Actions to take:
1) Answer these questions from the review:
(a) Which character does Philip Seymour Hoffman play?
(b) Which character actors does the review list alongside Hoffman as filling the series?
(c) According to the review, why are the older actors far more prominent in this episode?
2) Quote the review, starting with "Along with casting" and going on through "and Stanley Tucci.".

Source document:

%%

The brilliant and much lamented Philip Seymour Hoffman (who plays Plutarch Heavensbee) died earlier this year before production was complete on Mockingjay Part 2. Digital technology was being used to “complete” his performance but the joints barely show here. This isn’t one of his major roles but he gines a typically assured and witty performance as President Coin’s sly but kind-hearted chief advisor.

Along with casting Lawrence, one of the filmmakers’ best decisions at the outset of Hunger Games was to fill the series with redoubtable character actors like Hoffman, Moore, Woody Harrelson, Jeffrey Wright and Stanley Tucci.

They bring a gravitas and wit to the project that counters the callow performances of some of the younger actors. The “Hunger Games” themselves (the vicious, reality TV style games contested by selected youngsters) aren’t being contested and these old-timers are therefore far more prominent in this episode.

%%

(Natural language region descriptions)
%%

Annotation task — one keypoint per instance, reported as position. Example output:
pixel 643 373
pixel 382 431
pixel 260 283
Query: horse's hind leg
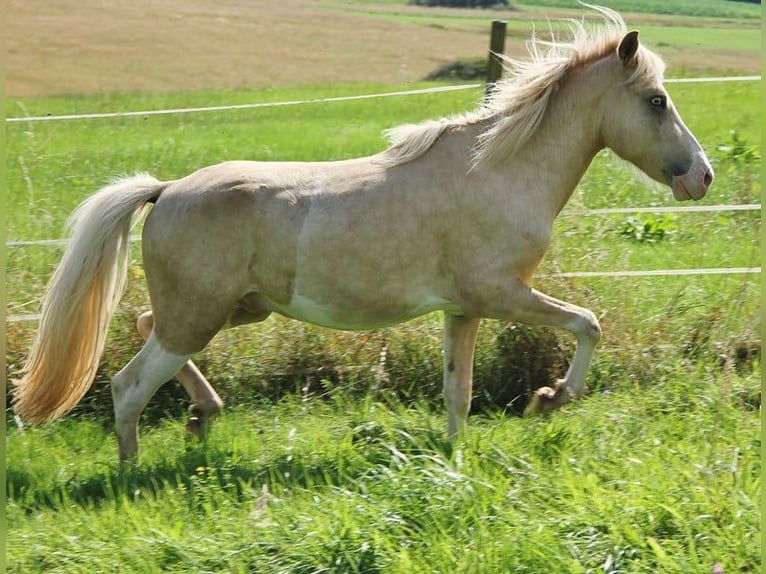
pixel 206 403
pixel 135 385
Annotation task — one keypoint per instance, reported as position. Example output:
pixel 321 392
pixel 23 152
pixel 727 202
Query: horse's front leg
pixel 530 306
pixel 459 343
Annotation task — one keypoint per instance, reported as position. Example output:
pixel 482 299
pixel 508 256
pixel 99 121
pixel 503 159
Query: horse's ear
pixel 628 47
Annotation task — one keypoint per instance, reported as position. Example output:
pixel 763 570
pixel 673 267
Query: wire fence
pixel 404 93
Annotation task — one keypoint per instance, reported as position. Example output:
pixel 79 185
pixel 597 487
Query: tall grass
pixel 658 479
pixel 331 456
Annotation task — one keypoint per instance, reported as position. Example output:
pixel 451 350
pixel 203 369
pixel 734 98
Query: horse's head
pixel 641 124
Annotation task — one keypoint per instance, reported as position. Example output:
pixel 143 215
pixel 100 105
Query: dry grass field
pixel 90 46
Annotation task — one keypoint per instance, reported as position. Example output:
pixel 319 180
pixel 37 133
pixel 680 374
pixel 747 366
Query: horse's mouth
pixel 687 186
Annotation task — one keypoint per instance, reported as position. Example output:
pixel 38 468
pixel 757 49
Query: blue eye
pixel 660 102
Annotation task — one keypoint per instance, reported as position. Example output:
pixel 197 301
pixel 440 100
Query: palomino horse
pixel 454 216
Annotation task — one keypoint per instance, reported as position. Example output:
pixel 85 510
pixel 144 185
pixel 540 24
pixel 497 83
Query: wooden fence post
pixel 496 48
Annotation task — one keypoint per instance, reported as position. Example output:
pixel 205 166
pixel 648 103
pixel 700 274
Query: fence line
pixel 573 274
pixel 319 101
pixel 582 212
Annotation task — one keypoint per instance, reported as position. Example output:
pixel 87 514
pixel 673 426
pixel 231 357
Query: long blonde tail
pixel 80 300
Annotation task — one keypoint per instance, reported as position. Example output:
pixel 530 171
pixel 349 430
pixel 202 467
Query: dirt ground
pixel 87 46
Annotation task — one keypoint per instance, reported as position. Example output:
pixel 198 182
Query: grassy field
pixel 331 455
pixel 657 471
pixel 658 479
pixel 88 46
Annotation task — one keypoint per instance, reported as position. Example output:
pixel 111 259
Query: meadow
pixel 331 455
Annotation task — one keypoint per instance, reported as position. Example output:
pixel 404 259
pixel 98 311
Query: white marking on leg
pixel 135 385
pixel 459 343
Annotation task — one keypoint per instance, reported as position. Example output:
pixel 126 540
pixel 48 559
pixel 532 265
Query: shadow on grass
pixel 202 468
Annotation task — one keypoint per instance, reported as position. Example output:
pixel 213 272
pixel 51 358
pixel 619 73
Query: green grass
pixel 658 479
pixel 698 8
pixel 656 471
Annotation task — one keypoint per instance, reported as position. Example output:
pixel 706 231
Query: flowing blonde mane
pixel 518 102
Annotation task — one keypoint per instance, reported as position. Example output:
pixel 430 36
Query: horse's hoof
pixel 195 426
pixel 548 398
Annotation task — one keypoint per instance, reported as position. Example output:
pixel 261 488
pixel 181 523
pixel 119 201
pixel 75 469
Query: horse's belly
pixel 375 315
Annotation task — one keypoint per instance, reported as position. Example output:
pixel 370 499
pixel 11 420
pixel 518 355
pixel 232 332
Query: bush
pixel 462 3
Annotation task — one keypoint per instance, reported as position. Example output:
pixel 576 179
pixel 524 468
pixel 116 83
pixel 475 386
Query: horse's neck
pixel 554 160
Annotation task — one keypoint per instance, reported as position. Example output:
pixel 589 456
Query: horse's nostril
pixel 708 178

%%
%%

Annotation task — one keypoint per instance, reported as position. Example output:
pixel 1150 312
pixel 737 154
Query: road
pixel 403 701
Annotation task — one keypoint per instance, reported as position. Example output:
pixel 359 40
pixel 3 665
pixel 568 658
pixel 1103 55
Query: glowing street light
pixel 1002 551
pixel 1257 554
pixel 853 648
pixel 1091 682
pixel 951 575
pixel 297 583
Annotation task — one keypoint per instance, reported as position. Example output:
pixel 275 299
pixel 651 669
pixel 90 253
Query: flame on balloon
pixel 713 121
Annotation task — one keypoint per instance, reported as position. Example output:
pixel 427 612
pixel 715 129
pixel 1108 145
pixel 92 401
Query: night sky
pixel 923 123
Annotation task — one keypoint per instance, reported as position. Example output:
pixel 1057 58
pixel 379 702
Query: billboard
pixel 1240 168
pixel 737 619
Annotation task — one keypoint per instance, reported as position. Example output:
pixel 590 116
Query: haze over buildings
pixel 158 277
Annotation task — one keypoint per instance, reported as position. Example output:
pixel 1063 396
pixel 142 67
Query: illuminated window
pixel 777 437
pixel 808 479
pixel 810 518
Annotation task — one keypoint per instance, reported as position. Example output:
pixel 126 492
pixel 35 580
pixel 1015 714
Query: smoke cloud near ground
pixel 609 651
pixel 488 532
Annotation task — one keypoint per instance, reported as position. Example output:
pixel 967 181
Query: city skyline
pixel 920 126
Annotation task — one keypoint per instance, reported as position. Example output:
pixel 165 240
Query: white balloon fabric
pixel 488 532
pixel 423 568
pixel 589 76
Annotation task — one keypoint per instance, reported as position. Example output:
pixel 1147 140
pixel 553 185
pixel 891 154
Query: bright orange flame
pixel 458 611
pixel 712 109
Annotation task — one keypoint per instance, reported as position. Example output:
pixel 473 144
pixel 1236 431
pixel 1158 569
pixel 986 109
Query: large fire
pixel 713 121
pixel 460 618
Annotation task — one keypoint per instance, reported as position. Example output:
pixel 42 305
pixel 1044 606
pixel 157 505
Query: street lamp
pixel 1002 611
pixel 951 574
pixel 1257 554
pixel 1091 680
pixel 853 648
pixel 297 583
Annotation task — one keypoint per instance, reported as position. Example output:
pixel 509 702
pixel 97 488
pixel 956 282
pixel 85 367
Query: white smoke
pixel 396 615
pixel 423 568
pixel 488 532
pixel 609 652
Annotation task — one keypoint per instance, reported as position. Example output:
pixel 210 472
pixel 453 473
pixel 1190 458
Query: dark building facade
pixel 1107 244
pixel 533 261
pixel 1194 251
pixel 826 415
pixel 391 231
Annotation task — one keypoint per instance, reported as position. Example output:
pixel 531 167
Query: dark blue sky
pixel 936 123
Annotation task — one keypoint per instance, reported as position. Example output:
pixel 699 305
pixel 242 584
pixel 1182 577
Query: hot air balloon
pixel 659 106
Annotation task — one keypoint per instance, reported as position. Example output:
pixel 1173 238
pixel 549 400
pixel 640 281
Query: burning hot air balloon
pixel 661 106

%%

Outputs by task:
1)
(a) Plutarch Heavensbee.
(b) Moore, Woody Harrelson, Jeffrey Wright and Stanley Tucci.
(c) The "Hunger Games" themselves aren't being contested.

2)
Along with casting Lawrence, one of the filmmakers’ best decisions at the outset of Hunger Games was to fill the series with redoubtable character actors like Hoffman, Moore, Woody Harrelson, Jeffrey Wright and Stanley Tucci.